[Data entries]
◆ ◆ ◆ ◆ ◆ ◆ ◆

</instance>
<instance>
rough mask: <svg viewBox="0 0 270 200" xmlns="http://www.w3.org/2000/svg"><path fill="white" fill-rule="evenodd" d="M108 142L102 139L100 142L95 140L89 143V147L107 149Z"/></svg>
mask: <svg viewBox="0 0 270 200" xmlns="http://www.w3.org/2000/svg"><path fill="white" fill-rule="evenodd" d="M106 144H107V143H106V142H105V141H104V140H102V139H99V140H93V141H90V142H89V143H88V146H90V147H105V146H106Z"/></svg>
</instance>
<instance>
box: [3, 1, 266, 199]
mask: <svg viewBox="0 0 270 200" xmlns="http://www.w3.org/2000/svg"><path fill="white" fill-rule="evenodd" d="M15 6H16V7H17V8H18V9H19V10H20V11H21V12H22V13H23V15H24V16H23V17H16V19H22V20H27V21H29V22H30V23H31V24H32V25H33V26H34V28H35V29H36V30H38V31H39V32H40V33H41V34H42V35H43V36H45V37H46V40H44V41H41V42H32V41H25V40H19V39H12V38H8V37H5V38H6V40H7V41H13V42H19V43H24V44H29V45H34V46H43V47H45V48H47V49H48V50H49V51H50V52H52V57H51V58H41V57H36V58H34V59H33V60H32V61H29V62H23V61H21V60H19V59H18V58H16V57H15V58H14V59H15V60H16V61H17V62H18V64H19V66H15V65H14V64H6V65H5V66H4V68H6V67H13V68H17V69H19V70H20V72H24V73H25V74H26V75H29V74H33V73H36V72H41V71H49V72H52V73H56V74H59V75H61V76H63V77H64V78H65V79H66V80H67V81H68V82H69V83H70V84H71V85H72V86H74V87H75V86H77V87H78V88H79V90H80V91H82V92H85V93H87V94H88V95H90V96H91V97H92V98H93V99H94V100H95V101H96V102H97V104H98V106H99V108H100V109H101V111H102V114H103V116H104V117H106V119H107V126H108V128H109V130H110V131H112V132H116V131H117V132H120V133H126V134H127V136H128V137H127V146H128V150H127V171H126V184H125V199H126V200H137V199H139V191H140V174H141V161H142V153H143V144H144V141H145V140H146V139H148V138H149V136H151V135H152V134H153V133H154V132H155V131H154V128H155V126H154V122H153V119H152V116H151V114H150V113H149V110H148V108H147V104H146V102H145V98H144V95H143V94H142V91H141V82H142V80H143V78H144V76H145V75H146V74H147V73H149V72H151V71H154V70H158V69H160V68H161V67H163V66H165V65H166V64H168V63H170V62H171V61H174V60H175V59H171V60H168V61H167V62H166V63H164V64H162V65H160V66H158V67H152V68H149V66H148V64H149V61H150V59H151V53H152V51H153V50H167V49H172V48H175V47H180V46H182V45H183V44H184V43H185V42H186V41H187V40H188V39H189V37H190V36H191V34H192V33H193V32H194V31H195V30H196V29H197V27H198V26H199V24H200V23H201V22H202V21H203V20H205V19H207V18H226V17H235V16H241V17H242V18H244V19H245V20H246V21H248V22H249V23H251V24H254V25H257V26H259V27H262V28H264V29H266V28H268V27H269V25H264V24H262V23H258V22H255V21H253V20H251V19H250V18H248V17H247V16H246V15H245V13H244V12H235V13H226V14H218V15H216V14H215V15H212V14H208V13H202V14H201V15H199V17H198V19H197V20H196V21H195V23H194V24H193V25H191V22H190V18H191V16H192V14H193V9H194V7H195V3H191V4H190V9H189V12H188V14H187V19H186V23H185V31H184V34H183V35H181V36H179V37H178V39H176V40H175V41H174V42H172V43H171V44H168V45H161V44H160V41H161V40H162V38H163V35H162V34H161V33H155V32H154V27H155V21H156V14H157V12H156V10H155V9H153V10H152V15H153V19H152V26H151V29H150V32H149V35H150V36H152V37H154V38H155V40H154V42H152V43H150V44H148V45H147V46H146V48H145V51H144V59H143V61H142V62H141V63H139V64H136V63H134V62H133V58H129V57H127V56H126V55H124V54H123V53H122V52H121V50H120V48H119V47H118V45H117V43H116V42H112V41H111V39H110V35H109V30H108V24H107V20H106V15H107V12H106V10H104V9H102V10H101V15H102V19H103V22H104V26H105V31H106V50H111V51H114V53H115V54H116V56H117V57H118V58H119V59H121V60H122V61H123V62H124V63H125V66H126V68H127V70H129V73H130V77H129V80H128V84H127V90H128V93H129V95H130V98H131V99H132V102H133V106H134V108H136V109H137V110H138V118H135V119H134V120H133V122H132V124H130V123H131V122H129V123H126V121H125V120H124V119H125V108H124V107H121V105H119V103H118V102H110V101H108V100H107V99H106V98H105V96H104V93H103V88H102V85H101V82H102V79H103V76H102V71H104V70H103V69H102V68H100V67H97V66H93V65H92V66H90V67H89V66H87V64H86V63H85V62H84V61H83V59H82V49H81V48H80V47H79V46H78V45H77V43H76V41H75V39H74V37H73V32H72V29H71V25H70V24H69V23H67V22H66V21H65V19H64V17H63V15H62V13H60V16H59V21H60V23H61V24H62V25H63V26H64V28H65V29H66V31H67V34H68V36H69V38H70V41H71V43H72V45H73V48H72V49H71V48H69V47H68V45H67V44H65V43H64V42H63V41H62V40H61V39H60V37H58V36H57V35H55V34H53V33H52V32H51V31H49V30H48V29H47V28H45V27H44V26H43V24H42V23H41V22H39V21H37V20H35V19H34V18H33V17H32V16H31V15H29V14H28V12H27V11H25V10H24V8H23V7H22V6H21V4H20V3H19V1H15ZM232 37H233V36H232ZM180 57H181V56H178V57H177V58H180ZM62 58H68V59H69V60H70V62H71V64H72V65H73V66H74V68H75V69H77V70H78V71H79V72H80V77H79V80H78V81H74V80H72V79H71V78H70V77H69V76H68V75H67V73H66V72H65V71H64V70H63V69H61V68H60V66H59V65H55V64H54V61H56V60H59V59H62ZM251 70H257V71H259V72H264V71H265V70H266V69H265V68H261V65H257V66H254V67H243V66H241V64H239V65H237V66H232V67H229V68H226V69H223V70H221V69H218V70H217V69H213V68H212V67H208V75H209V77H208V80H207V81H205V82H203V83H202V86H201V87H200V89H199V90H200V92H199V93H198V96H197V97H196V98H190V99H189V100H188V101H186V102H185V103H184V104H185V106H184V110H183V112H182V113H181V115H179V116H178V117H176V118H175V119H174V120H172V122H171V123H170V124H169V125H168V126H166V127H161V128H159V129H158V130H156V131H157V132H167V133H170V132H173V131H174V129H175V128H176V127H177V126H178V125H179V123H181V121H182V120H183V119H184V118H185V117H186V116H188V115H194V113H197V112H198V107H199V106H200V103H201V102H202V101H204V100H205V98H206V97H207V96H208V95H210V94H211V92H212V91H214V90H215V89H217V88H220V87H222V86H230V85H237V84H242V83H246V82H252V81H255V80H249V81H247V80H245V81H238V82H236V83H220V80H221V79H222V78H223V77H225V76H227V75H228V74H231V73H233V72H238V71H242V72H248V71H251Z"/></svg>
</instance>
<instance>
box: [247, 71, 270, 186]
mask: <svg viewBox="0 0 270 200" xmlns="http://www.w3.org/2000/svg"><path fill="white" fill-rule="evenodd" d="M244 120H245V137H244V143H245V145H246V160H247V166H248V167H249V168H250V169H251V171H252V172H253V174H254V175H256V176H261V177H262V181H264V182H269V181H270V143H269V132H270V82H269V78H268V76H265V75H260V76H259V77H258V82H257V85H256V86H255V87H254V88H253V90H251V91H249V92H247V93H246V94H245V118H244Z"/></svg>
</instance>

◆ ◆ ◆ ◆ ◆ ◆ ◆

▸ **Problem**
The full set of entries, copied exactly, is the expected answer.

▸ **Completed exercise**
</instance>
<instance>
rough mask: <svg viewBox="0 0 270 200" xmlns="http://www.w3.org/2000/svg"><path fill="white" fill-rule="evenodd" d="M108 142L102 139L100 142L95 140L89 143V147L107 149Z"/></svg>
mask: <svg viewBox="0 0 270 200" xmlns="http://www.w3.org/2000/svg"><path fill="white" fill-rule="evenodd" d="M106 144H107V143H106V142H105V141H104V140H102V139H99V140H93V141H90V142H89V143H88V146H90V147H105V146H106Z"/></svg>
</instance>
<instance>
box: [3, 1, 266, 199]
mask: <svg viewBox="0 0 270 200" xmlns="http://www.w3.org/2000/svg"><path fill="white" fill-rule="evenodd" d="M15 6H16V7H17V8H18V9H19V10H20V11H21V12H22V13H23V15H24V16H23V17H16V19H22V20H27V21H29V22H30V23H31V24H32V25H33V26H34V28H35V29H36V30H38V31H39V32H40V33H41V34H42V35H43V36H45V37H46V40H44V41H41V42H32V41H25V40H19V39H12V38H8V37H5V38H6V40H7V41H13V42H19V43H24V44H29V45H34V46H43V47H45V48H47V49H48V50H49V51H50V52H52V57H51V58H41V57H36V58H34V59H33V60H32V61H29V62H23V61H21V60H19V59H18V58H16V57H15V58H14V59H15V60H16V61H17V62H18V64H19V66H15V65H14V64H6V65H5V66H4V68H6V67H13V68H17V69H19V70H20V72H24V73H25V74H26V75H29V74H33V73H36V72H41V71H49V72H52V73H56V74H59V75H61V76H63V77H64V78H65V79H66V80H67V81H68V82H69V83H70V84H71V85H72V86H74V87H75V86H77V87H78V88H79V90H80V91H82V92H85V93H87V94H88V95H90V96H91V97H92V98H93V99H94V100H95V101H96V102H97V104H98V106H99V108H100V109H101V111H102V114H103V116H104V117H106V119H107V126H108V128H109V130H110V131H112V132H116V131H117V132H120V133H126V134H127V136H128V137H127V146H128V150H127V171H126V184H125V199H126V200H137V199H139V191H140V174H141V161H142V153H143V144H144V141H145V140H146V139H148V138H149V136H151V135H152V134H153V133H154V132H155V131H154V128H155V126H154V122H153V119H152V116H151V114H150V113H149V110H148V108H147V104H146V102H145V98H144V95H143V94H142V91H141V82H142V80H143V78H144V76H145V75H146V74H147V73H149V72H151V71H154V70H158V69H160V68H161V67H163V66H165V65H166V64H168V63H170V62H171V61H174V60H175V59H171V60H168V61H167V62H166V63H164V64H162V65H160V66H158V67H152V68H149V66H148V64H149V61H150V59H151V53H152V51H153V50H167V49H172V48H175V47H180V46H182V45H183V44H184V43H185V42H186V41H187V40H188V39H189V37H190V36H191V34H192V33H193V32H194V31H195V30H196V29H197V27H198V26H199V24H200V23H201V22H202V21H203V20H205V19H207V18H226V17H235V16H241V17H242V18H244V19H245V20H246V21H248V22H249V23H251V24H254V25H257V26H259V27H262V28H264V29H266V28H268V27H269V25H264V24H262V23H258V22H255V21H253V20H251V19H250V18H248V17H247V16H246V15H245V13H244V12H235V13H226V14H218V15H216V14H215V15H212V14H208V13H202V14H201V15H199V17H198V19H197V20H196V21H195V23H194V24H193V25H191V22H190V18H191V16H192V14H193V9H194V7H195V3H191V4H190V9H189V12H188V14H187V19H186V23H185V31H184V34H183V35H181V36H179V37H178V39H176V40H175V41H174V42H172V43H171V44H168V45H161V44H160V41H161V40H162V38H163V35H162V34H161V33H155V32H154V27H155V21H156V14H157V12H156V10H155V9H153V10H152V15H153V19H152V26H151V29H150V32H149V35H150V36H152V37H154V38H155V40H154V42H152V43H150V44H148V45H147V46H146V48H145V51H144V59H143V61H142V62H141V63H139V64H136V63H134V62H133V58H129V57H127V56H126V55H124V54H123V53H122V52H121V50H120V48H119V47H118V45H117V43H116V42H112V41H111V39H110V35H109V30H108V24H107V20H106V15H107V12H106V10H104V9H102V10H101V15H102V19H103V22H104V26H105V31H106V50H111V51H114V53H115V54H116V56H117V57H118V58H119V59H121V60H122V61H123V62H124V63H125V66H126V68H127V70H129V73H130V77H129V80H128V84H127V90H128V93H129V95H130V98H131V99H132V102H133V106H134V108H136V109H137V110H138V118H135V119H134V120H133V122H132V124H130V123H131V122H129V123H126V121H125V120H124V119H125V108H124V107H121V105H119V103H118V102H110V101H108V100H107V99H106V98H105V96H104V93H103V88H102V85H101V82H102V79H103V76H102V71H104V70H103V69H102V68H100V67H97V66H93V65H92V66H90V67H89V66H87V64H86V63H85V62H84V61H83V59H82V49H81V48H80V47H79V46H78V45H77V43H76V41H75V39H74V37H73V32H72V29H71V25H70V24H69V23H67V22H66V21H65V19H64V17H63V15H62V13H60V16H59V21H60V23H61V24H62V25H63V26H64V28H65V29H66V31H67V34H68V36H69V38H70V41H71V43H72V45H73V48H72V49H71V48H69V47H68V45H67V44H65V43H64V42H63V41H62V40H61V39H60V37H58V36H57V35H55V34H53V33H52V32H51V31H49V30H48V29H47V28H45V27H44V26H43V24H42V23H41V22H39V21H37V20H35V19H34V18H33V17H32V16H31V15H29V14H28V12H27V11H25V10H24V8H23V7H22V6H21V4H20V3H19V1H15ZM232 37H233V36H232ZM180 57H181V56H178V57H177V58H180ZM62 58H68V59H69V60H70V62H71V64H72V65H73V66H74V68H75V69H77V70H78V71H79V72H80V77H79V80H78V81H74V80H72V79H71V78H70V77H69V76H68V75H67V73H66V72H65V71H64V70H63V69H61V68H60V66H59V65H55V64H54V61H56V60H59V59H62ZM251 70H257V71H259V72H264V71H265V70H266V69H265V68H261V65H257V66H254V67H243V66H241V64H239V65H237V66H232V67H229V68H226V69H223V70H221V69H218V70H217V69H213V68H212V67H208V75H209V77H208V80H207V81H205V82H203V83H202V86H201V87H200V89H199V90H200V92H199V93H198V96H197V97H196V98H190V99H189V100H188V101H186V102H185V103H184V104H185V106H184V110H183V112H182V113H181V115H179V116H178V117H176V118H175V119H174V120H172V122H171V123H170V124H169V125H168V126H166V127H161V128H159V129H158V130H156V131H157V132H167V133H170V132H173V131H174V129H175V128H176V127H177V126H178V125H179V123H181V121H182V120H183V119H184V118H185V117H186V116H188V115H194V113H197V112H198V107H199V106H200V103H201V102H202V101H204V100H205V98H206V97H207V96H208V95H210V94H211V92H212V91H214V90H215V89H217V88H220V87H222V86H230V85H237V84H242V83H246V82H252V81H255V80H249V81H247V80H245V81H238V82H236V83H220V80H221V79H222V78H223V77H225V76H227V75H228V74H231V73H233V72H238V71H242V72H248V71H251Z"/></svg>
</instance>
<instance>
box: [247, 71, 270, 186]
mask: <svg viewBox="0 0 270 200" xmlns="http://www.w3.org/2000/svg"><path fill="white" fill-rule="evenodd" d="M244 120H245V137H244V143H245V145H246V160H247V166H248V167H249V168H250V169H251V171H252V172H253V174H254V175H256V176H261V177H262V181H264V182H269V181H270V143H269V132H270V82H269V78H268V76H265V75H260V76H259V77H258V82H257V85H256V86H255V87H254V88H253V90H251V91H249V92H247V93H246V94H245V118H244Z"/></svg>
</instance>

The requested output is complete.